Usando as informações ::
(1) Transcreva o trecho do texto para análise entre "Tendo nascido casualmente" e "hoje fora daqui.", inclusive.
(2) Segundo o texto para análise, em que cidade Celso Barros nasceu?

Texto para análise ::
------------------------------------------------------------
M. Paulo
Nunes
Afrânio Peixoto, que teve atuação efetiva em nossas letras, nas
primeiras décadas do século XX, seja como professor, romancista, cientista,
ensaísta e crítico literário, a propósito do renome artístico, literário ou
científico, observa que a glória é ser conhecido por aqueles que não
conhecemos.
Meu velho amigo Celso Barros, companheiro de geração, pois iniciamos
juntos a carreira profissional, no magistério secundário e superior, se
constitui num desses eloqüente exemplo dessa assertiva.
Tendo nascido casualmente no Maranhão, na cidade de Pastos Bons, onde
atualmente edita uma revista de cultura, por ele e outros amigos fundadores,
foi aqui entre nós que se enraizou, tornando-se uma das melhores referências
culturais de nossa terra e hoje fora daqui.
------------------------------------------------------------
Dados de localização com um ponto por instância:
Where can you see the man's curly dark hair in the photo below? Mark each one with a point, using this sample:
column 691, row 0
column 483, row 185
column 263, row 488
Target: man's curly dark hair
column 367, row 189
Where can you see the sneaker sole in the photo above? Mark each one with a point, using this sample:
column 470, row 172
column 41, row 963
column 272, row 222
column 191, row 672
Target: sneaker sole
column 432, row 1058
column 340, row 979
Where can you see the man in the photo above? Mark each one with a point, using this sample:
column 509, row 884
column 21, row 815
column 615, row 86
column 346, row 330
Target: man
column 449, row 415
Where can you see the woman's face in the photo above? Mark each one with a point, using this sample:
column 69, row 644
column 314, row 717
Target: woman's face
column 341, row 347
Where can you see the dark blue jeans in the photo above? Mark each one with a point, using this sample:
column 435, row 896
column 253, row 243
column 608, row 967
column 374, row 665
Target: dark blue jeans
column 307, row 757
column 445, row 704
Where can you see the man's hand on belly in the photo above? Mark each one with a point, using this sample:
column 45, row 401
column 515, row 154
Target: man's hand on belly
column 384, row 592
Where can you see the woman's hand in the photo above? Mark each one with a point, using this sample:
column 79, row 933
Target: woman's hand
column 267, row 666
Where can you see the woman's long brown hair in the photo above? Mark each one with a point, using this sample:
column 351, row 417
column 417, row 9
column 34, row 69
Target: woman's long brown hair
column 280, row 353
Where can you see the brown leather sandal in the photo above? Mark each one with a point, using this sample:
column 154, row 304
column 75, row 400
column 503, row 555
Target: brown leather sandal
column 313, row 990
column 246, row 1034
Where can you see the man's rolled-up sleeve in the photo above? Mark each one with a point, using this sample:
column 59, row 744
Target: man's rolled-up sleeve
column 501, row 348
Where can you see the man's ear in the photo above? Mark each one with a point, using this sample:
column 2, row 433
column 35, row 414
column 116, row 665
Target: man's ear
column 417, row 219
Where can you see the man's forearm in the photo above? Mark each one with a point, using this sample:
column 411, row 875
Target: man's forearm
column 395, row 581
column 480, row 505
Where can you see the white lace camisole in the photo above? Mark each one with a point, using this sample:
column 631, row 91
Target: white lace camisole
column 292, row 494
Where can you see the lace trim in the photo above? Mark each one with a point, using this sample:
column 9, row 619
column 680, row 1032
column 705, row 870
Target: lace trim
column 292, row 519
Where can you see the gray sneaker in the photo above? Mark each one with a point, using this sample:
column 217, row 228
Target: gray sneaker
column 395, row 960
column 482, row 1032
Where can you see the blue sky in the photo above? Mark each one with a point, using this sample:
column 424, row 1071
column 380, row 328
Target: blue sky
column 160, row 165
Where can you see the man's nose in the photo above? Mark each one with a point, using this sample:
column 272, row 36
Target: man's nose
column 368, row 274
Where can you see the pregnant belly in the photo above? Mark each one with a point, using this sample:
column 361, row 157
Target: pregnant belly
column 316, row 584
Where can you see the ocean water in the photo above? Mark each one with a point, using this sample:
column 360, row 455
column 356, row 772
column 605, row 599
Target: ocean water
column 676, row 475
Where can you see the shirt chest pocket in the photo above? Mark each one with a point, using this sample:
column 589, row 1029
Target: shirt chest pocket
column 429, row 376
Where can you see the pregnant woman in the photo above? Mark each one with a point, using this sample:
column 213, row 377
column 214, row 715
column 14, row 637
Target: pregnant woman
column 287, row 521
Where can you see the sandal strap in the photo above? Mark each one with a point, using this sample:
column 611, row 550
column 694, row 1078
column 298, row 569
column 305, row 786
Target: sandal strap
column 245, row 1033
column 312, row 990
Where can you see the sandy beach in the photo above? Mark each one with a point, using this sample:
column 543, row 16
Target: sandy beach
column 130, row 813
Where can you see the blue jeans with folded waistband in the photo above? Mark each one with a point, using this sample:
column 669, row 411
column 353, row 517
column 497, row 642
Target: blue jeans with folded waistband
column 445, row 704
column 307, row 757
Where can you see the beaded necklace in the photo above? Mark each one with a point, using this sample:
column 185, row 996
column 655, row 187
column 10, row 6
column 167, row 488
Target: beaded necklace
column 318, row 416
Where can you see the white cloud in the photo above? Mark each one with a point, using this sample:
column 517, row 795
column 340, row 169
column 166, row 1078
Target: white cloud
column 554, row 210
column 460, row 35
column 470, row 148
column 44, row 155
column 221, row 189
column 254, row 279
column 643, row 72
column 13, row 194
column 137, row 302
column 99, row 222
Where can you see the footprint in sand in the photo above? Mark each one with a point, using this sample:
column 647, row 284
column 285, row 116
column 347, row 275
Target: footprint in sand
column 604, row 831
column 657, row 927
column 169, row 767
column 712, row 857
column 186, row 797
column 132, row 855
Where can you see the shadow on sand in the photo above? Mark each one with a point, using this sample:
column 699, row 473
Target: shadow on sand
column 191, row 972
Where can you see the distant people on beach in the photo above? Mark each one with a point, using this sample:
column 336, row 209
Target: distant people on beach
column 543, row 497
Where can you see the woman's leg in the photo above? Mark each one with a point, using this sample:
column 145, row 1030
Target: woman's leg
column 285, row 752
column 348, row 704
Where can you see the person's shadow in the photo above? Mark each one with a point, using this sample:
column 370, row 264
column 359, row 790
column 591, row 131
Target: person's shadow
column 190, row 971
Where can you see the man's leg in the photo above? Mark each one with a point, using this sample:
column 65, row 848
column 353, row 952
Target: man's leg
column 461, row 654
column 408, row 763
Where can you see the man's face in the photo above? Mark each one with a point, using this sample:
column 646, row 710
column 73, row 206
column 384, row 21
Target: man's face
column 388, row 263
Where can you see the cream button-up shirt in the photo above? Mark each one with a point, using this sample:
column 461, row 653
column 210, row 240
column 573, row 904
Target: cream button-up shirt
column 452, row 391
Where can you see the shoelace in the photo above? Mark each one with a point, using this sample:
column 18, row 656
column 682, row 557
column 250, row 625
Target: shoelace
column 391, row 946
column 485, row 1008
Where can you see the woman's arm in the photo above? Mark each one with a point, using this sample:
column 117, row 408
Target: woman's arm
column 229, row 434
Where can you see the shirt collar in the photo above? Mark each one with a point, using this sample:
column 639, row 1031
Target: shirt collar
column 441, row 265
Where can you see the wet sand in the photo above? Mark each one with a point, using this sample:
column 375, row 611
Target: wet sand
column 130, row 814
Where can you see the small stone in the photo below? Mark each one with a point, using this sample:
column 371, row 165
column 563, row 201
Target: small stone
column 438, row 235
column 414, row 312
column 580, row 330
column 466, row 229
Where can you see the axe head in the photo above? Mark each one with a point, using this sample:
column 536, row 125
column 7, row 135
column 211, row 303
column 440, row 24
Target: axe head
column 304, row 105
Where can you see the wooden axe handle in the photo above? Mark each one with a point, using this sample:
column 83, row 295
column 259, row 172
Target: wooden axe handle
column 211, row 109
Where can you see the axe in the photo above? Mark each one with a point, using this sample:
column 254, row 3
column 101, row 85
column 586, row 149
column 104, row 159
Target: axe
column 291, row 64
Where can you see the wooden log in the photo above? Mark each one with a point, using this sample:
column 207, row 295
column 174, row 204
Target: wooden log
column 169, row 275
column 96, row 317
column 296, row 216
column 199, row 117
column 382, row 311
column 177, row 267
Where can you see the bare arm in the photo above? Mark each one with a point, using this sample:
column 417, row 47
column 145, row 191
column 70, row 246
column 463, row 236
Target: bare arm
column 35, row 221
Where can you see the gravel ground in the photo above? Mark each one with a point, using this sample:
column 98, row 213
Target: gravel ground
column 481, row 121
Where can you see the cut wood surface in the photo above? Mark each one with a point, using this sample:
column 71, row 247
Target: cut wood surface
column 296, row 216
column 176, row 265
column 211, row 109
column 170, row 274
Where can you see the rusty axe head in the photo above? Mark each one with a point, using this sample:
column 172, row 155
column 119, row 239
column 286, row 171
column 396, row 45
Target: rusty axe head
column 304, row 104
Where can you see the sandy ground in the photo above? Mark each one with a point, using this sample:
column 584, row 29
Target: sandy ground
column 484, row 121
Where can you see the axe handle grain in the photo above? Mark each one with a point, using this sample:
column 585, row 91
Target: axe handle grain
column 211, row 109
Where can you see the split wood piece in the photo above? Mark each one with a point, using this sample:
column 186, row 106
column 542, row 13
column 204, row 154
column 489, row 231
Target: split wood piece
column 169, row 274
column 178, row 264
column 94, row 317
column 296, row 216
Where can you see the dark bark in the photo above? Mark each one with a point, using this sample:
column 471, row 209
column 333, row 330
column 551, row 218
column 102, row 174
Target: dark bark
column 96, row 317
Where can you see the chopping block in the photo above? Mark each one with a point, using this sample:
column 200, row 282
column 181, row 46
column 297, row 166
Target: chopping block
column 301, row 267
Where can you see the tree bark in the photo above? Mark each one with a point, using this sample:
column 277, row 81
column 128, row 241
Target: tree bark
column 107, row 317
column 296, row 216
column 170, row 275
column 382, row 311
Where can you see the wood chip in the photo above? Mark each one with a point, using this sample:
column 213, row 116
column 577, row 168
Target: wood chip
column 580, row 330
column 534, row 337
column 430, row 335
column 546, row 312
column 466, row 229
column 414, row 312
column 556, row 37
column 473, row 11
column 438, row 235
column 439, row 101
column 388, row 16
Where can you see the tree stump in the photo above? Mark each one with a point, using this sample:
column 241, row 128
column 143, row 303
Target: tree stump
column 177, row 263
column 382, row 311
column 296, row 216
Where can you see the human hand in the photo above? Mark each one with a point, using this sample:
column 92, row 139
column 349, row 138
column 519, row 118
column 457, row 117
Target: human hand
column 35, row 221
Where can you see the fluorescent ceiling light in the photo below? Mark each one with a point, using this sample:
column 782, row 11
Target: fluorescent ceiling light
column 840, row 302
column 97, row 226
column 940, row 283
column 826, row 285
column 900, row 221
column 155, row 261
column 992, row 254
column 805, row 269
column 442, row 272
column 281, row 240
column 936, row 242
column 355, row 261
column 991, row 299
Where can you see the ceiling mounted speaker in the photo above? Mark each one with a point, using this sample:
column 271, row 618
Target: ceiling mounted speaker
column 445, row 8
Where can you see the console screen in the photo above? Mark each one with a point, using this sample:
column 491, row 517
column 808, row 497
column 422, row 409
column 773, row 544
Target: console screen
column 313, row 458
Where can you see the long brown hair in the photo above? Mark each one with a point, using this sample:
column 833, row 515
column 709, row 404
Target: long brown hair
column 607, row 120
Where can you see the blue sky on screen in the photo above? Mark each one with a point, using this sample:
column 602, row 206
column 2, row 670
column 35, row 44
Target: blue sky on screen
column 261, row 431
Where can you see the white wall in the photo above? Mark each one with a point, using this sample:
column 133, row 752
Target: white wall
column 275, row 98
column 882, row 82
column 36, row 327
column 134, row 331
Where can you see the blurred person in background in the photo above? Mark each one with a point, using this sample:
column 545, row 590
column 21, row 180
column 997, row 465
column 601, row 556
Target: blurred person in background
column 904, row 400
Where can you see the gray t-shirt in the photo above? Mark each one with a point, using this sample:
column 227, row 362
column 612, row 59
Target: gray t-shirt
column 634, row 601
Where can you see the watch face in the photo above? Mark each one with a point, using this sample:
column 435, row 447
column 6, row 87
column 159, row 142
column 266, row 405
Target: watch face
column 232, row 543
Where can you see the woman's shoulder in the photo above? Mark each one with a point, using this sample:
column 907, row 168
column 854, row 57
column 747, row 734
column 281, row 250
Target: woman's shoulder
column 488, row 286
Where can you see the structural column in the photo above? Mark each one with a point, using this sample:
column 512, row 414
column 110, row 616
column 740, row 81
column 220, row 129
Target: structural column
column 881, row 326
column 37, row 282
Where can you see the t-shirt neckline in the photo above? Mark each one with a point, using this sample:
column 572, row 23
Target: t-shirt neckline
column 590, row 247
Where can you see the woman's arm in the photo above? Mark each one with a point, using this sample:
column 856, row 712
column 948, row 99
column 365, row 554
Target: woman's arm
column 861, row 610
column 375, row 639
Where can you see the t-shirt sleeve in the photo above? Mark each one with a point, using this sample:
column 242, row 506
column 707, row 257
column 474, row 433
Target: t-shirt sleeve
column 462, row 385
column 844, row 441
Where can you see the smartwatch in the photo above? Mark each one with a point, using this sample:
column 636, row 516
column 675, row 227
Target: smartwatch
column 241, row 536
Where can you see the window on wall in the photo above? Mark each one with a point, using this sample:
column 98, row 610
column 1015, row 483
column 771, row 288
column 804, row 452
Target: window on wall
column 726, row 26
------------------------------------------------------------
Soluções por tarefa ::
(1)
Tendo nascido casualmente no Maranhão, na cidade de Pastos Bons, onde
atualmente edita uma revista de cultura, por ele e outros amigos fundadores,
foi aqui entre nós que se enraizou, tornando-se uma das melhores referências
culturais de nossa terra e hoje fora daqui.

(2) Na cidade de Pastos Bons, no Maranhão.